» What is being asked: Copy the material below word for word, starting at its first line and ending with the line that contains "0 194 1200 896", including both of those lines.

» Information shown:

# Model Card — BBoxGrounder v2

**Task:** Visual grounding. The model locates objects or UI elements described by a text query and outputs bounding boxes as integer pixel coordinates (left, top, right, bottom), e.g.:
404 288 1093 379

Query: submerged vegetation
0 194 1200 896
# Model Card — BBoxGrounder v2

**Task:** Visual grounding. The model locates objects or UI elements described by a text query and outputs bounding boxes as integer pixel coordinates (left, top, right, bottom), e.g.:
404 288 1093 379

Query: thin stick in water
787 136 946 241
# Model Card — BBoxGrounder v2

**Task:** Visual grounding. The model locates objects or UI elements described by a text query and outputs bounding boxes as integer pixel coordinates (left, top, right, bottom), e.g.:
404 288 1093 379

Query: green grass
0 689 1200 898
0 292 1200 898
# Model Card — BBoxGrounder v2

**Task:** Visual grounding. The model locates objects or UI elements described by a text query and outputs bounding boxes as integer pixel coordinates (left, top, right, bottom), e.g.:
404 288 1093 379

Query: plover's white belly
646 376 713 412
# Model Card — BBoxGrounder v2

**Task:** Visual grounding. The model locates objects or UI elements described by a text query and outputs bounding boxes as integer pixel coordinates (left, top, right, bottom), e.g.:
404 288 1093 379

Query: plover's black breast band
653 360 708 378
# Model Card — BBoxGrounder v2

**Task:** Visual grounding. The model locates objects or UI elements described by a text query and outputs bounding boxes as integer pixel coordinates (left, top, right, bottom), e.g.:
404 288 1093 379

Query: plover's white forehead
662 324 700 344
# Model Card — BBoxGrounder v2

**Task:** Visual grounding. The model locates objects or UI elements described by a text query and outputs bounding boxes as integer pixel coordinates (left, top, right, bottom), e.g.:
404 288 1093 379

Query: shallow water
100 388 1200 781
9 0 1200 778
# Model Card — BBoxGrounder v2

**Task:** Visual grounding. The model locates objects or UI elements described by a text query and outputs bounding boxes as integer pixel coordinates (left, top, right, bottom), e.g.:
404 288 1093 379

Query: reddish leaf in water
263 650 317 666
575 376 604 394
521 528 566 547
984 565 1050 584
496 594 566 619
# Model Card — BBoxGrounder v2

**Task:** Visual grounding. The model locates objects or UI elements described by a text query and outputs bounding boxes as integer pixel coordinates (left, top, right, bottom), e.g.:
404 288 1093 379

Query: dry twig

» The result:
# Model Card — BBoxGrounder v2

**Task:** Visual grounding. The model locates objects or UI elements described by a text query and outputs bounding boxes as integer pixel coordinates (left, top, right, bottom), e.g.:
404 288 1093 379

Query: submerged vegetation
0 194 1200 896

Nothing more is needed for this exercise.